**Goal of the exercise**
Reproduce each line exactly, including spacing and punctuation.

**Record extracts**
· · · · ·
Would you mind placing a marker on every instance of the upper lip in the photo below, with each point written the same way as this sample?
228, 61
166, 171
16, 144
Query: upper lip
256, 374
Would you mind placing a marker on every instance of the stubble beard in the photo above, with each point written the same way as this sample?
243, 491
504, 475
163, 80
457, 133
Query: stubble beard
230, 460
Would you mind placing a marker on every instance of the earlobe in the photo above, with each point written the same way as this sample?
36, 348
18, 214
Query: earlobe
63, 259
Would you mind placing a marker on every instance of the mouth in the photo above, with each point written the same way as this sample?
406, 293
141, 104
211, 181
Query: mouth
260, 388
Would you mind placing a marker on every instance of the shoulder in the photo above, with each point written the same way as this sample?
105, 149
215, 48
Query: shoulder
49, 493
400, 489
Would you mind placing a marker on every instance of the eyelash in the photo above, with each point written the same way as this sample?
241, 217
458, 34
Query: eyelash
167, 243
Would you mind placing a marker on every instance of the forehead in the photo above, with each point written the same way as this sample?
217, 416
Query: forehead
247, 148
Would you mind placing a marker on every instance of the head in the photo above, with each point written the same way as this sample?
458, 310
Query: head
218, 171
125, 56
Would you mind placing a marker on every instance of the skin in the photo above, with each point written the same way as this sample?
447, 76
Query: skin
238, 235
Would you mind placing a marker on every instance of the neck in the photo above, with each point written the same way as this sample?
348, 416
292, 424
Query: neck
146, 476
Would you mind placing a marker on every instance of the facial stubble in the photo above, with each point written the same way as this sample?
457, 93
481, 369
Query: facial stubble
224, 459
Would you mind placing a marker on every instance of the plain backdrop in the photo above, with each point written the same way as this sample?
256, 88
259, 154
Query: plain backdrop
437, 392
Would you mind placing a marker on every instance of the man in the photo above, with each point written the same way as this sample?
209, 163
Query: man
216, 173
· · · · ·
**Solution to this exercise**
Would you mind placing a marker on every instance of the upper lip in the photo below, with each point written the same way as this sample?
228, 61
166, 171
16, 144
Query: upper lip
256, 374
Would you mind placing a marker on every instance of the stubble beard in the photo above, with each point written the same way as this sample?
243, 491
504, 475
163, 80
457, 133
Query: stubble beard
230, 460
Would you mind placing a marker on every instance of the earlobe in the photo above, with each point written the same way as this sample?
36, 348
18, 214
Query: earlobe
63, 259
Would you mind placing a marker on every instance of the mouth in the photo above, with each point written the same way as this sample?
406, 293
141, 104
211, 181
Query: mouth
260, 388
Would you mind placing a marker on every instance of the shoulder in the photo above, with each point written the same way as this sample?
105, 149
215, 48
Query: shoulder
49, 493
400, 489
Would you mind placing a marker on every instance of the eyelash in the photo above, with each point written the same way as this sample?
241, 217
458, 34
Query: eyelash
167, 243
Would you mind placing a marker on every instance of the forehead in the photo above, with each point written the same way as this sample?
217, 416
Query: forehead
247, 148
Would you mind placing a marker on every instance of the head in the photo above, with each point written the same way as this sample?
458, 310
Query: head
218, 171
125, 56
Would you mind placing a marker on every instance of the skin in the photo above, with each point written the same way as this sample?
447, 76
Query: skin
238, 235
Would you mind placing a marker on every instance of the neck in the photo above, with each point written the same way as this sample?
348, 416
292, 424
Query: neck
146, 476
Would you mind placing a marker on every instance of the facial stubble in the photo above, with each point written the same way as this sample?
457, 93
481, 369
Query: facial stubble
224, 459
Would you mind placing a marker on every instance of the plain backdrop in the photo above, with each point written the same way as this sample?
256, 88
259, 154
Query: plain backdrop
437, 392
Would you mind placing a marker on every instance of the man in the photo above, with each point written the same way as this sample?
209, 163
Query: man
216, 173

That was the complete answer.